Passage provided:

How domestic violence grew since Covid-19 lockdown

Since the day when UN declared COVID-19 (Coronavirus) as Pandemic, many countries are implementing complete lock down to prevent the spread of the virus. According to the rules of lockdown, no person can go out of his house unnecessarily. During this some people are stuck at some places, families are spending time together but when it comes to families, not everyone is enjoying this “family time”.

Some men always try to be superior to women. In a world where we are encouraging women to step out of their shells and shine, some conservatives still wants women to sit back at home and spend her life in the boundary of the kitchen. When women starts to raise voice against this suppression, they have to face terrible torment from the opposite side. Domestic violence was the most common way to harm the women, but due to strict laws and women standing up for themselves led to a decrease in this crime.

As the orders of lockdown passed all over different countries to mitigate the effect of coronavirus, some men found this the opportunity to harm their wives cause no one is listening, and they can oppress their lady as much as they want. Due to these reasons there is a great spike in the domestic violence cases.

After the calamity of COVID-19, the another calamity we are facing today is Domestic Violence. This crime is set to soar by 20% during global lockdown in a report from The Guardian. At least 15 million more cases of domestic violence are predicted around the world this year as a result of pandemic restrictions, according to new data by UNFPA that paints a bleak picture of life for women over the next decade. Still there are many cases that aren’t reported and hidden. It’s becoming the hidden war during this pandemic.

Items taken from a dataset:
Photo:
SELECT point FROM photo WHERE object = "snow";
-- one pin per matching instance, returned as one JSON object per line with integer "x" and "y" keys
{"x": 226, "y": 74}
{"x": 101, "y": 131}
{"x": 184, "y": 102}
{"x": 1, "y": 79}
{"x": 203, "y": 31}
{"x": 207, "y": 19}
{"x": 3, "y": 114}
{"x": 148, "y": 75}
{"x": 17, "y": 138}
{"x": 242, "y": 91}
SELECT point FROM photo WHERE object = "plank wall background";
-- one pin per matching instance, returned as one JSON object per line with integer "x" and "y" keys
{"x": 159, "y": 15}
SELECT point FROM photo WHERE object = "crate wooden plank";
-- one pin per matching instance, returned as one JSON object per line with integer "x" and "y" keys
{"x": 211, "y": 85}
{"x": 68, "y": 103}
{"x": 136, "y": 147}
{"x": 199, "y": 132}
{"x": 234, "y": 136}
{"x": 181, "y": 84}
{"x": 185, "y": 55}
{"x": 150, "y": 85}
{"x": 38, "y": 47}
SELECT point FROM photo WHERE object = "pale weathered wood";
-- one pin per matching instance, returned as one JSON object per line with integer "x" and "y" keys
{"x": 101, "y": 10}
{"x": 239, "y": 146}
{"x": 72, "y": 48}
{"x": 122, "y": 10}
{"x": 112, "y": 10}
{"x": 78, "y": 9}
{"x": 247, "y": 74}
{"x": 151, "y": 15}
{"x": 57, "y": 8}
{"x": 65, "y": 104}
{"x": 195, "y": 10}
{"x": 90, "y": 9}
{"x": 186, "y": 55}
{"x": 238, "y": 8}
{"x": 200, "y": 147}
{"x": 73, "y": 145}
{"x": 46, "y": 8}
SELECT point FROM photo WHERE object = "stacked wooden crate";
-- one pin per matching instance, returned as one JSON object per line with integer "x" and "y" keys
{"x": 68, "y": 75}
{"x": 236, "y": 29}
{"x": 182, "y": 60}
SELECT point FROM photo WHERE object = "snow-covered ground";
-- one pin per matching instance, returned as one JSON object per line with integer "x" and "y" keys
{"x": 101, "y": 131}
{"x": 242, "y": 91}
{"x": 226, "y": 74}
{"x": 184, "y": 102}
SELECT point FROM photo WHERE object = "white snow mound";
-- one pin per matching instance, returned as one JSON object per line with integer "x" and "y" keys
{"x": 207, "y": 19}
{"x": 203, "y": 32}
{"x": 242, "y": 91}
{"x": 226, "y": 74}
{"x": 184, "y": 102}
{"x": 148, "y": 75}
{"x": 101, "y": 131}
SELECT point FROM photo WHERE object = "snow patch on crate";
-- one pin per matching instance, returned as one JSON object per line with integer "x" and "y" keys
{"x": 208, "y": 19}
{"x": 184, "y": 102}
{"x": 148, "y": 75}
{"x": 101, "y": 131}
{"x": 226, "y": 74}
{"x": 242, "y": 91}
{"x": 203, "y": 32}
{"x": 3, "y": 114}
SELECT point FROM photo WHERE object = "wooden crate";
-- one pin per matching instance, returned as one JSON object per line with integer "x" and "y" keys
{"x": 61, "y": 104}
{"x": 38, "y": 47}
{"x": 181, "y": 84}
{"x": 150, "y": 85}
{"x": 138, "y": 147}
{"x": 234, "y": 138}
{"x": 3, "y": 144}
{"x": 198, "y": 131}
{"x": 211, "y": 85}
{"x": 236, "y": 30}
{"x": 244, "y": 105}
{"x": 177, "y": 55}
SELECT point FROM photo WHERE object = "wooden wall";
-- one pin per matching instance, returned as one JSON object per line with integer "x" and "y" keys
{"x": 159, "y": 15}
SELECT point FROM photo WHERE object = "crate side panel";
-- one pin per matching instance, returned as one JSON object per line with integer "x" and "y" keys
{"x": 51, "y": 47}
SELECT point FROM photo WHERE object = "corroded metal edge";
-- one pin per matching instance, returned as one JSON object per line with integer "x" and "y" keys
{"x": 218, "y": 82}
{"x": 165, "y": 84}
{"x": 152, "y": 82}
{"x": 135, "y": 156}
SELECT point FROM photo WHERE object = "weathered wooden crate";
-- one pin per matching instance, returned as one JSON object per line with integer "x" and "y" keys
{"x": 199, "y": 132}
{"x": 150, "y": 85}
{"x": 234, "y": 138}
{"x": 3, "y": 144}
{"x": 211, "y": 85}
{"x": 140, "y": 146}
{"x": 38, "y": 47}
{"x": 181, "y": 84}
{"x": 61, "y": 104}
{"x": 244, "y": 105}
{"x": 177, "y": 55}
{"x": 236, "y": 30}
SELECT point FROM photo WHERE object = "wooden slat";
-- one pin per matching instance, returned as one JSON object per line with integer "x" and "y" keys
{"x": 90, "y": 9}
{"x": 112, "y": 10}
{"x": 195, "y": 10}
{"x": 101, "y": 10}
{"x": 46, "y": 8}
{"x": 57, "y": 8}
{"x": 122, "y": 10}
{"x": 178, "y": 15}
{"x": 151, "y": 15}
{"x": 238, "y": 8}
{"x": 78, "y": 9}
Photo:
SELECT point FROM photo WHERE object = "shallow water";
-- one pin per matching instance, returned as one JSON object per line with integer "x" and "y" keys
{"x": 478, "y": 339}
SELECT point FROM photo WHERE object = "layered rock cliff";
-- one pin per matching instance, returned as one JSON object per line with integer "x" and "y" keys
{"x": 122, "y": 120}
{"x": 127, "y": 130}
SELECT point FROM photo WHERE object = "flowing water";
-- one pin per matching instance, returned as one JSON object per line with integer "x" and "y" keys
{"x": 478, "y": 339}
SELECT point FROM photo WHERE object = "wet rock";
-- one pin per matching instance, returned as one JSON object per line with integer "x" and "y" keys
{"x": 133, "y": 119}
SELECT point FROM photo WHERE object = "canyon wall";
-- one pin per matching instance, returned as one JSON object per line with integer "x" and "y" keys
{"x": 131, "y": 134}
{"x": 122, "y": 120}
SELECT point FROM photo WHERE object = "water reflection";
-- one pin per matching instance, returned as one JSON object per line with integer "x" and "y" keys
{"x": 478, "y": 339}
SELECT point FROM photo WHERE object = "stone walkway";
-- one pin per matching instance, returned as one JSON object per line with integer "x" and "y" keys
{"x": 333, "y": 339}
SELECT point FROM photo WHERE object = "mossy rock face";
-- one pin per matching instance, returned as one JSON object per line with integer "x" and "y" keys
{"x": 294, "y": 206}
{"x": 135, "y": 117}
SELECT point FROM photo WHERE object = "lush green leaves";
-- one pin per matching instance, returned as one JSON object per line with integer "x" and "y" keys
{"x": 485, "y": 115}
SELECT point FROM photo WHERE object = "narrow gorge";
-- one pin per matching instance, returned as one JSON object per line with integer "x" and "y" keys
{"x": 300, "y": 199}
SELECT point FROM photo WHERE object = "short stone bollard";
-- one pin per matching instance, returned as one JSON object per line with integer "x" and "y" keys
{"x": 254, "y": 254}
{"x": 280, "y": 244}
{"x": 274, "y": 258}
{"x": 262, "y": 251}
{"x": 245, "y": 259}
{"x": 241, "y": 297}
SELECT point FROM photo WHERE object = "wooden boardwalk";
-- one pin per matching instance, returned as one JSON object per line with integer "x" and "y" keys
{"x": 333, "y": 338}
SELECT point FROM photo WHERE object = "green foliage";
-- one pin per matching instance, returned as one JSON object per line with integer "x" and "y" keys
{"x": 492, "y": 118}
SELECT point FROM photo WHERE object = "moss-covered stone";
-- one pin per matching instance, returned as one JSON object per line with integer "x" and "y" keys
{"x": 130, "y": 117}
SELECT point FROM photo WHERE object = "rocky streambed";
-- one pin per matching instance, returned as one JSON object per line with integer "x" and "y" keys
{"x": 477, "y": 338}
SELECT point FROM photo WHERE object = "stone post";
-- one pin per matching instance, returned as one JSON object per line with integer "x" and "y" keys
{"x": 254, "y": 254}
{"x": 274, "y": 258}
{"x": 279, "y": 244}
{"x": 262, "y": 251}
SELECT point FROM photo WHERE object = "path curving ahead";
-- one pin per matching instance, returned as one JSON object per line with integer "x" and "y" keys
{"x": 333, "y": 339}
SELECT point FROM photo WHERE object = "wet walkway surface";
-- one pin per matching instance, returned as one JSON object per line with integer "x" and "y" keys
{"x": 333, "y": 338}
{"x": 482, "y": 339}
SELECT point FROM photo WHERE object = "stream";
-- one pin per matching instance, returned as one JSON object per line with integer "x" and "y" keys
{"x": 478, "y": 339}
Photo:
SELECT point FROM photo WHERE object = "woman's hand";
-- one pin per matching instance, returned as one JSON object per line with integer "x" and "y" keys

The problem:
Please copy the whole article above on domestic violence during the Covid-19 lockdown, word for word.

Finished exercise:
How domestic violence grew since Covid-19 lockdown

Since the day when UN declared COVID-19 (Coronavirus) as Pandemic, many countries are implementing complete lock down to prevent the spread of the virus. According to the rules of lockdown, no person can go out of his house unnecessarily. During this some people are stuck at some places, families are spending time together but when it comes to families, not everyone is enjoying this “family time”.

Some men always try to be superior to women. In a world where we are encouraging women to step out of their shells and shine, some conservatives still wants women to sit back at home and spend her life in the boundary of the kitchen. When women starts to raise voice against this suppression, they have to face terrible torment from the opposite side. Domestic violence was the most common way to harm the women, but due to strict laws and women standing up for themselves led to a decrease in this crime.

As the orders of lockdown passed all over different countries to mitigate the effect of coronavirus, some men found this the opportunity to harm their wives cause no one is listening, and they can oppress their lady as much as they want. Due to these reasons there is a great spike in the domestic violence cases.

After the calamity of COVID-19, the another calamity we are facing today is Domestic Violence. This crime is set to soar by 20% during global lockdown in a report from The Guardian. At least 15 million more cases of domestic violence are predicted around the world this year as a result of pandemic restrictions, according to new data by UNFPA that paints a bleak picture of life for women over the next decade. Still there are many cases that aren’t reported and hidden. It’s becoming the hidden war during this pandemic.